Could you reproduce, word for word, the part of the text on career development from "With all these" up to and including "generic to me."?

Provided text →
>>>>

Professional and Career Development for the Rest of Us

Hey I'm a Black woman in tech. As a largely self-taught software engineer professional working in the American tech industry, I'm always looking for new ways to improve my skills and professionalism in my career. The tech industry moves quickly, so keeping up to date is critical to an individual's advancement in this industry. But the tech industry is a reflection and amplification of the world at large, and whatever happens in the material world often feels bigger and louder in the tech industry. We can thank The Algorithm for this effect.

One of things that get bigger and louder in tech is the clear disparities in professional, personal, and career development resources available to marginalized professionals like myself. I exist as a multiplicity of marginalized identities: immigrant, Black, African, woman. If contextualized resources for my personal growth are rare finds in the world to large, it's next to impossible to find tutorials, advice columns, and other tools in the tech industry.

But let me zoom out into the world we live in today. Professional and personal development is a huge industry, and barriers to popularity have been drastically lowered with the tools the web gives us. Ten years ago, blogging was the tool to build a brand and these days, you can start an Instagram account and flood it with inspirational quotes to get there much faster. Or you can launch a YouTube channel and vlog your way to a sizeable audiences.

With all these platforms and channels available to us, you would think that finding ones that are niched for Black lived experiences would be easy to find. It's actually much harder. Based on the articles and headlines from the personal development content available today, the target audience is very, clearly, Not Black. Blogs from the Harvard Business Review to zenhabits are written with a universal voice that, while approachable and understandable to the world at large, feels very generic to me.

<<<<

Records supplied →
>>>>

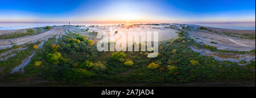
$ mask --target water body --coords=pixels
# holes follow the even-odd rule
[[[71,23],[72,25],[118,25],[118,24],[87,24],[87,23]],[[35,27],[42,27],[46,26],[60,26],[64,25],[68,25],[67,23],[0,23],[0,30],[16,30],[22,29],[27,29]]]
[[[235,30],[255,30],[255,23],[200,23],[193,24]]]
[[[113,25],[120,24],[88,24],[71,23],[72,25]],[[195,23],[193,24],[215,28],[237,29],[237,30],[255,30],[255,23]],[[68,23],[0,23],[0,30],[15,30],[30,28],[41,27],[53,25],[68,25]]]

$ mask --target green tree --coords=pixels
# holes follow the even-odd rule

<<<<

Answer box →
With all these platforms and channels available to us, you would think that finding ones that are niched for Black lived experiences would be easy to find. It's actually much harder. Based on the articles and headlines from the personal development content available today, the target audience is very, clearly, Not Black. Blogs from the Harvard Business Review to zenhabits are written with a universal voice that, while approachable and understandable to the world at large, feels very generic to me.